[Data listing]
* * * * *

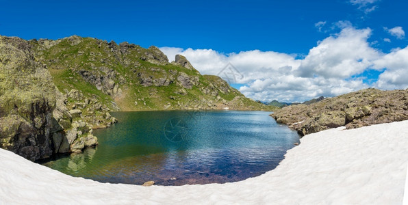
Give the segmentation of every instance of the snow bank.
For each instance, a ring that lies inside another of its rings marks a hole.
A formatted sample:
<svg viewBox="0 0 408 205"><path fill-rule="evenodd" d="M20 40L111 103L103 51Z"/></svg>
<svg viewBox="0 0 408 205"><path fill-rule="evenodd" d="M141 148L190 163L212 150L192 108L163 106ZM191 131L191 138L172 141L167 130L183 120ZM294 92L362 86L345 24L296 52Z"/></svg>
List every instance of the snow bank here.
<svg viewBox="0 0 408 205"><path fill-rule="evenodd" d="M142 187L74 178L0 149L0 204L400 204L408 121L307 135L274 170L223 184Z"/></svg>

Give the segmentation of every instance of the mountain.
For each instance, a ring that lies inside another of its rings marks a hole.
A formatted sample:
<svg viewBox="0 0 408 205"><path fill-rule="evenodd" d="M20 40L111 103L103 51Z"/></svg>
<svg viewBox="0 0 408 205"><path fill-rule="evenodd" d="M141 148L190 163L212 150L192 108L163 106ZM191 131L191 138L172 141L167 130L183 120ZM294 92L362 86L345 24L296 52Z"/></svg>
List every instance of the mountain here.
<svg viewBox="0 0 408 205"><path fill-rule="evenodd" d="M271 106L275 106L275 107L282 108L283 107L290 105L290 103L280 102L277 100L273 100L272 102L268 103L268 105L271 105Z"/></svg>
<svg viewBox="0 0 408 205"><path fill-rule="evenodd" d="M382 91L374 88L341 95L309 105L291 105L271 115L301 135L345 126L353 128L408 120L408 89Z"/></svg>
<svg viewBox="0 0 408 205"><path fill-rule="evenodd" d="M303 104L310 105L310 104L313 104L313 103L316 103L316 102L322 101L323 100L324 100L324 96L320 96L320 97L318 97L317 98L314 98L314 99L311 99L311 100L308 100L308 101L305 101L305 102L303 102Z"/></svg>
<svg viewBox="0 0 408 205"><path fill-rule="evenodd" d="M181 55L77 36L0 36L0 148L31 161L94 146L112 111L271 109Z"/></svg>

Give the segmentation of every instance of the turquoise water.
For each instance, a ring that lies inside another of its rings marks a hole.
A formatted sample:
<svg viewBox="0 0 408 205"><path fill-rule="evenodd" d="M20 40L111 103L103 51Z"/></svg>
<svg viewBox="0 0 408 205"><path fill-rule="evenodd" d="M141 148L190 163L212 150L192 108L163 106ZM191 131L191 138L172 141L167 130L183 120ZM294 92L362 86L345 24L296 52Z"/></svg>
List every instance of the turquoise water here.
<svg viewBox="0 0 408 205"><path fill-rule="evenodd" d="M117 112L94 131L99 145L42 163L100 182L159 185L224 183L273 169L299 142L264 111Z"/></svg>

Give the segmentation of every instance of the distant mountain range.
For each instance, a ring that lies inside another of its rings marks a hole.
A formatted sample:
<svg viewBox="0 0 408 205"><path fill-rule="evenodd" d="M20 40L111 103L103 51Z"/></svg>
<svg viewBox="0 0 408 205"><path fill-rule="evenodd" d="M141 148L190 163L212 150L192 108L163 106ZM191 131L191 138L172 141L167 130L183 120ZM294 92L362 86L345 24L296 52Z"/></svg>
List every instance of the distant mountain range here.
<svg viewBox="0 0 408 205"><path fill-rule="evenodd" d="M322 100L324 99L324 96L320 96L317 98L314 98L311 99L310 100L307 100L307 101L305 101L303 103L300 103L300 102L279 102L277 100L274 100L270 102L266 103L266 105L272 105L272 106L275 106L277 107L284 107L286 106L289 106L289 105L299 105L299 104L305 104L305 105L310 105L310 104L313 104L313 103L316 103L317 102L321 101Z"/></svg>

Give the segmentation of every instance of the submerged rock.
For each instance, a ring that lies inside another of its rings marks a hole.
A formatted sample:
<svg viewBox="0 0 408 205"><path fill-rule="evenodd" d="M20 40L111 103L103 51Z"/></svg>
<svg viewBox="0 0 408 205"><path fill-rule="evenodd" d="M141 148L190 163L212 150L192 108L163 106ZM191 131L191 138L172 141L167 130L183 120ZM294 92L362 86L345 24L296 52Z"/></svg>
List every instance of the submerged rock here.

* * * * *

== EXERCISE OBJECTIVE ==
Take the line holding "Give the segmentation of every instance of the turquoise" and all lines after it through the end of the data, and set them down exactly.

== WORKED ANSWER ==
Give the segmentation of every instance of the turquoise water.
For each instance, a ring that lies inside another of its rings marks a hole.
A formatted sample:
<svg viewBox="0 0 408 205"><path fill-rule="evenodd" d="M20 40L111 103L103 51Z"/></svg>
<svg viewBox="0 0 408 205"><path fill-rule="evenodd" d="M141 148L190 163L212 150L192 108L163 106ZM191 131L191 138L172 141L167 130L183 120ZM294 92L362 86L345 24L296 52Z"/></svg>
List every instance of the turquoise water here.
<svg viewBox="0 0 408 205"><path fill-rule="evenodd" d="M117 112L94 131L99 145L42 163L100 182L159 185L224 183L273 169L299 142L264 111Z"/></svg>

Give the segmentation of every instance of the distant mountain range.
For each instance, a ring that lies inside another of its rings marks a hole.
A formatted sample:
<svg viewBox="0 0 408 205"><path fill-rule="evenodd" d="M20 40L111 103L103 51Z"/></svg>
<svg viewBox="0 0 408 205"><path fill-rule="evenodd" d="M141 148L190 163L212 150L192 108L163 106ZM191 131L191 138L172 141L167 130L183 120ZM294 92L362 86L345 24L296 52Z"/></svg>
List every instance of the distant mountain range here.
<svg viewBox="0 0 408 205"><path fill-rule="evenodd" d="M322 100L324 99L324 96L320 96L317 98L314 98L311 99L310 100L307 100L307 101L305 101L303 103L300 103L300 102L279 102L277 100L274 100L270 102L266 103L266 105L272 105L272 106L275 106L277 107L284 107L286 106L289 106L289 105L299 105L299 104L305 104L305 105L310 105L310 104L313 104L313 103L316 103L317 102L321 101Z"/></svg>

Give the segmentation of every instance of the submerged rock.
For each instance, a ring that lies inside another of its rings marks a hole.
A formatted sample:
<svg viewBox="0 0 408 205"><path fill-rule="evenodd" d="M20 40L111 103L103 51Z"/></svg>
<svg viewBox="0 0 408 205"><path fill-rule="evenodd" d="M141 148L190 163L212 150L192 108L163 106ZM191 131L191 138L172 141L167 130L183 120ZM294 92L362 86L345 24L296 52Z"/></svg>
List every instance of the submerged rock here.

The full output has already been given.